(Data entries)
----------------
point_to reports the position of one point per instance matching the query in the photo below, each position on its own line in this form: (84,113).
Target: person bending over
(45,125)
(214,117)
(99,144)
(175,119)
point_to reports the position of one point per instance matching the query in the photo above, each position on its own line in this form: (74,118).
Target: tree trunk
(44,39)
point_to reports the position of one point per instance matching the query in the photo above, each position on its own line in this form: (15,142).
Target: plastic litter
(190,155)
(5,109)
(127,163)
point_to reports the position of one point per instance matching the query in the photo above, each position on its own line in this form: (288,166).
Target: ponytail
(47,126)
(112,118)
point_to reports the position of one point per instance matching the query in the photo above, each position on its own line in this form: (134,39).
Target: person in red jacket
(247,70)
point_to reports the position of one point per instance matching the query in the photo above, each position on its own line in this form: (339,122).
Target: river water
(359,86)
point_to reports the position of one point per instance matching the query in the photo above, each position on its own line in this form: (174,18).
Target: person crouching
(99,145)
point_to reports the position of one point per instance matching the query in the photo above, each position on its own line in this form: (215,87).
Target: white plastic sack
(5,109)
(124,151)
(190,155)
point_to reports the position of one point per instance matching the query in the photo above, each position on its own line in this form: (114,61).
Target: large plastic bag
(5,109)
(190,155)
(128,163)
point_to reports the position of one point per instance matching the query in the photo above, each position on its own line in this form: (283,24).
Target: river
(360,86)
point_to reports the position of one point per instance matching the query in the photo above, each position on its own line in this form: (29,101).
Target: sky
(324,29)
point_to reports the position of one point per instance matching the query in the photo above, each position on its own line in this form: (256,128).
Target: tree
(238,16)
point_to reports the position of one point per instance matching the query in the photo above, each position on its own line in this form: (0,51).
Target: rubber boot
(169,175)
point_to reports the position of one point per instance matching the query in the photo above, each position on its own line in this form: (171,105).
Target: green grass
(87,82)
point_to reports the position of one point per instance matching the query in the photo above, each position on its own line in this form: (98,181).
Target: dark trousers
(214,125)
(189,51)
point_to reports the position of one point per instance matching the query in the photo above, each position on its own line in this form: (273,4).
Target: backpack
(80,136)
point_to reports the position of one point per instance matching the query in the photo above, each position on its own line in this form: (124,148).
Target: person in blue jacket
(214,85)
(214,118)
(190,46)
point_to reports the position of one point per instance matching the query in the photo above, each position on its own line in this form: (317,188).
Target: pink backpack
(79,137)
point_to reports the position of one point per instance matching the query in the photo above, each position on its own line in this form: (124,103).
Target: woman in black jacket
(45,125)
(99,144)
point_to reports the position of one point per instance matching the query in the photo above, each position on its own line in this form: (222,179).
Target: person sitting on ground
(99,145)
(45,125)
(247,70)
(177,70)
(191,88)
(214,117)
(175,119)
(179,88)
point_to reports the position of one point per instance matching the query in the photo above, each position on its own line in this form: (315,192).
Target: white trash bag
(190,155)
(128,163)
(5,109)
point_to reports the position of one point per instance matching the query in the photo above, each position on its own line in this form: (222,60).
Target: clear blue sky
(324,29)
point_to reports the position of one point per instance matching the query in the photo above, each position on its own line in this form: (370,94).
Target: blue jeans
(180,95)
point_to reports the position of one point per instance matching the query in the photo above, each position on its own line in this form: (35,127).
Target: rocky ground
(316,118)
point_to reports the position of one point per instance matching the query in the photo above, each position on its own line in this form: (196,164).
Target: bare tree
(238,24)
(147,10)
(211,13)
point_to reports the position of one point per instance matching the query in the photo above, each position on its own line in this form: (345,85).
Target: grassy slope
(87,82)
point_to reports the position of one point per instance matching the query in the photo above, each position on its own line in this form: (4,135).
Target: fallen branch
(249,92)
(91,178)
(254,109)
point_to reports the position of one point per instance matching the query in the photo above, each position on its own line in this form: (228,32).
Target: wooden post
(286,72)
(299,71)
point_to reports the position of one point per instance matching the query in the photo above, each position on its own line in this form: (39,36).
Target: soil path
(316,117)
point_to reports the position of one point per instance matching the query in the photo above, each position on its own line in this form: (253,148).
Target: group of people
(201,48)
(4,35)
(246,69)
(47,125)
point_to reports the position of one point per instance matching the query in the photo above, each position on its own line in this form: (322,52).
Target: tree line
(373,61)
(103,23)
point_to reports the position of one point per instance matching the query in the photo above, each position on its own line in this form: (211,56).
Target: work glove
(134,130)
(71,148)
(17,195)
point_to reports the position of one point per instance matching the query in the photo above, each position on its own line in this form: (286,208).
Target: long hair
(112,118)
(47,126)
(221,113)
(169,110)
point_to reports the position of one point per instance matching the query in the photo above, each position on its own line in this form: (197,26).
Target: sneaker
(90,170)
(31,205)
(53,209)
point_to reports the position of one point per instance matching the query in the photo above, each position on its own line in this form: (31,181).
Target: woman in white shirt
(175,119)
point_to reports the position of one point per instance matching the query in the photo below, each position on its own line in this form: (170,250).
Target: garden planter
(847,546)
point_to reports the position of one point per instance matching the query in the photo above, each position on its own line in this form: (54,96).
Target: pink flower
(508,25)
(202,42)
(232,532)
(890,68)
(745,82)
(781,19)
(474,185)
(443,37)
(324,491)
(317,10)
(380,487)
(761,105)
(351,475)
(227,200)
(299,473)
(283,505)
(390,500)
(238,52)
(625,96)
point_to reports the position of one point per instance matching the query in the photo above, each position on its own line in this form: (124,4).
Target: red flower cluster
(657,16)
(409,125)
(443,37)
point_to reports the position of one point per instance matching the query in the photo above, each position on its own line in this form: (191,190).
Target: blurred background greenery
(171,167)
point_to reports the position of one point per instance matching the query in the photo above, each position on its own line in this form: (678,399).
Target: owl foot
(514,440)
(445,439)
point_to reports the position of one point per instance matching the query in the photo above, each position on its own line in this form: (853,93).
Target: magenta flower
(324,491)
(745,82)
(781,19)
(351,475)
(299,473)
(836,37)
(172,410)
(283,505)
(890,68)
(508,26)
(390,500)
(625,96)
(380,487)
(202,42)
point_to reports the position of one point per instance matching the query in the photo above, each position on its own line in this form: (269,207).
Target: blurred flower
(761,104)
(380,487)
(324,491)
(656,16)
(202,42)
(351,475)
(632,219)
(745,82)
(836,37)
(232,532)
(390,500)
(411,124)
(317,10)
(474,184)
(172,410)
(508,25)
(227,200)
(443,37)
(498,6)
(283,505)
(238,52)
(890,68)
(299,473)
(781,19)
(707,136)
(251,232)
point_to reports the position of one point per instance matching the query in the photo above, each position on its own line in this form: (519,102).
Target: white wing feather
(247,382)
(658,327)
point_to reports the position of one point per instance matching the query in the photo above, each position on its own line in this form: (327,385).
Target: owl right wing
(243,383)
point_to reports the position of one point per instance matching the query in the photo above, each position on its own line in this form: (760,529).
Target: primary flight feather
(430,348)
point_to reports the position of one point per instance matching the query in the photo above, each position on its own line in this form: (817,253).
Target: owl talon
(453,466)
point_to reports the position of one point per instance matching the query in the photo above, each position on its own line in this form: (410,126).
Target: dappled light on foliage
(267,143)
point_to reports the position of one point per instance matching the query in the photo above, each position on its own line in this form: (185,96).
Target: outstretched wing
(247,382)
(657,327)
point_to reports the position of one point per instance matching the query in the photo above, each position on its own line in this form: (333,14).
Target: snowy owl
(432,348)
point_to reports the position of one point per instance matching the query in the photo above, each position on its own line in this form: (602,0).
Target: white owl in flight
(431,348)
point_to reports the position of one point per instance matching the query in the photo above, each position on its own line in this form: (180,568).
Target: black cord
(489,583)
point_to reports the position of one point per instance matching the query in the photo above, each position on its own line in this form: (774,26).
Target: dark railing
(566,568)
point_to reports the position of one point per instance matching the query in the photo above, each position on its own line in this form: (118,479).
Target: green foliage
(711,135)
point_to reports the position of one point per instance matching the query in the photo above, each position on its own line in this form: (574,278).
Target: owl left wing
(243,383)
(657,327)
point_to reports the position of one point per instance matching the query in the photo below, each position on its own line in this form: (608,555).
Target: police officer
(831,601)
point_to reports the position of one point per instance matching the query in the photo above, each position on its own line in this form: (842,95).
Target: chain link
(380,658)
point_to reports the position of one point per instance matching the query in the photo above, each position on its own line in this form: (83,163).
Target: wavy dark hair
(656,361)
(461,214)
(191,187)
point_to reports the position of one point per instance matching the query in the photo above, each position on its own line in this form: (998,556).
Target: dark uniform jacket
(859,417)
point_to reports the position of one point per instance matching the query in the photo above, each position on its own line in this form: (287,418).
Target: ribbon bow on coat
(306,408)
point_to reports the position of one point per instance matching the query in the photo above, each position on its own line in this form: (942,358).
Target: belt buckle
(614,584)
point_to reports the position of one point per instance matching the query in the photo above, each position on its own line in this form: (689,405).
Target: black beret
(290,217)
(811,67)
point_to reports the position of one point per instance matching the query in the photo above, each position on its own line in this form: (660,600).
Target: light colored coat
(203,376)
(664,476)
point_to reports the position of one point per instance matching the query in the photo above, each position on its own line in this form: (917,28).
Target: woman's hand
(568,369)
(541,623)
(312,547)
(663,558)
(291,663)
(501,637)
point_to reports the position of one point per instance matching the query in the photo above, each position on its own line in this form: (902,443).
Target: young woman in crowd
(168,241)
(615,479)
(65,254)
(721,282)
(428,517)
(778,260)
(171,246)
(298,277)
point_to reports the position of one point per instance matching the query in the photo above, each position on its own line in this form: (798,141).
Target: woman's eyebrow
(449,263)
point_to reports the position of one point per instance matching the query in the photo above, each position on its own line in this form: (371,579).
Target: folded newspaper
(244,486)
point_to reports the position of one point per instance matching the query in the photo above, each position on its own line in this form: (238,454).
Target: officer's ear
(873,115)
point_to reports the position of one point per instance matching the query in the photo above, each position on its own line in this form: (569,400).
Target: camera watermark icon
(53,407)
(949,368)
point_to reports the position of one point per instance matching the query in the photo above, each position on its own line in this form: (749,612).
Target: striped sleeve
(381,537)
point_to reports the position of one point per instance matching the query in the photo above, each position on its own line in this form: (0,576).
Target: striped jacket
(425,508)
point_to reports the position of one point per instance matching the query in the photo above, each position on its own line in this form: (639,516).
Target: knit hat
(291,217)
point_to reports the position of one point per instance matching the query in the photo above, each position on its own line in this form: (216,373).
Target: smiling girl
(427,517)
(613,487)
----------------
▸ WORK TO COMPLETE: Every line from the one containing "this form: (749,612)." through the last line of the entries must be written out verbatim, and no other line.

▸ FINISHED ANSWER:
point_to reports the position of one point per instance matching the query in the photo above, each position on its own line in this form: (749,612).
Target: striped sleeve
(381,537)
point_to reports the position of one point per instance matching the query in the photo above, each position on its own line in this form: (0,576).
Target: striped jacket
(425,508)
point_to reports the position of one point per instance matching the query in the photo above, each position on its own line in this form: (639,516).
Target: knit hat
(291,217)
point_to reports the position of one point per instance matching the query in the photo above, each position on its own line in this form: (216,373).
Target: smiling girl
(427,517)
(613,487)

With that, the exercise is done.